Passage shown:
START
In addition, ISPT has administrative and best practice codes and policies, which are regularly updated covering its activities. Adherence to the principles and rules, as well as company policy, laid down in these manuals, contribute to a strong corporate ethic.

 

A declaration of personal interests is required annually from employees and directors. They also sign an agreement to comply with the Code of Conduct on appointment.

 

Principle 4

 

SAFEGUARD INTEGRITY IN FINANCIAL REPORTING

 

The Chief Executive Officer and Chief Financial Officer provide formal statements to the Board confirming that ISPT’s financial reports present a true and fair view, in all material respects, of ISPT’s financial condition, and operational results and are in accordance with relevant accounting standards.

 

In addition they confirm the statements are founded on a sound system of risk management and internal compliance and control which implements the policies adopted by the Board.
END
Information provided:
START
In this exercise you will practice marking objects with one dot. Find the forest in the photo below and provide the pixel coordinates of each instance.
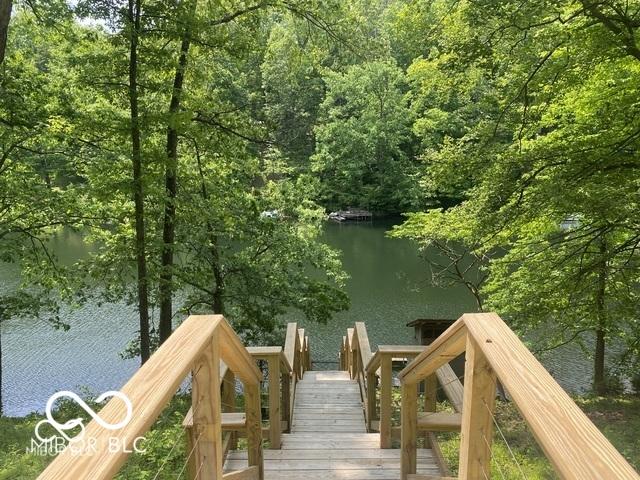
END
Your instructions:
Reproduce the ISPT governance passage in full, word for word. Work solely from the ISPT governance passage and set the material aside.

Task response:
In addition, ISPT has administrative and best practice codes and policies, which are regularly updated covering its activities. Adherence to the principles and rules, as well as company policy, laid down in these manuals, contribute to a strong corporate ethic.

 

A declaration of personal interests is required annually from employees and directors. They also sign an agreement to comply with the Code of Conduct on appointment.

 

Principle 4

 

SAFEGUARD INTEGRITY IN FINANCIAL REPORTING

 

The Chief Executive Officer and Chief Financial Officer provide formal statements to the Board confirming that ISPT’s financial reports present a true and fair view, in all material respects, of ISPT’s financial condition, and operational results and are in accordance with relevant accounting standards.

 

In addition they confirm the statements are founded on a sound system of risk management and internal compliance and control which implements the policies adopted by the Board.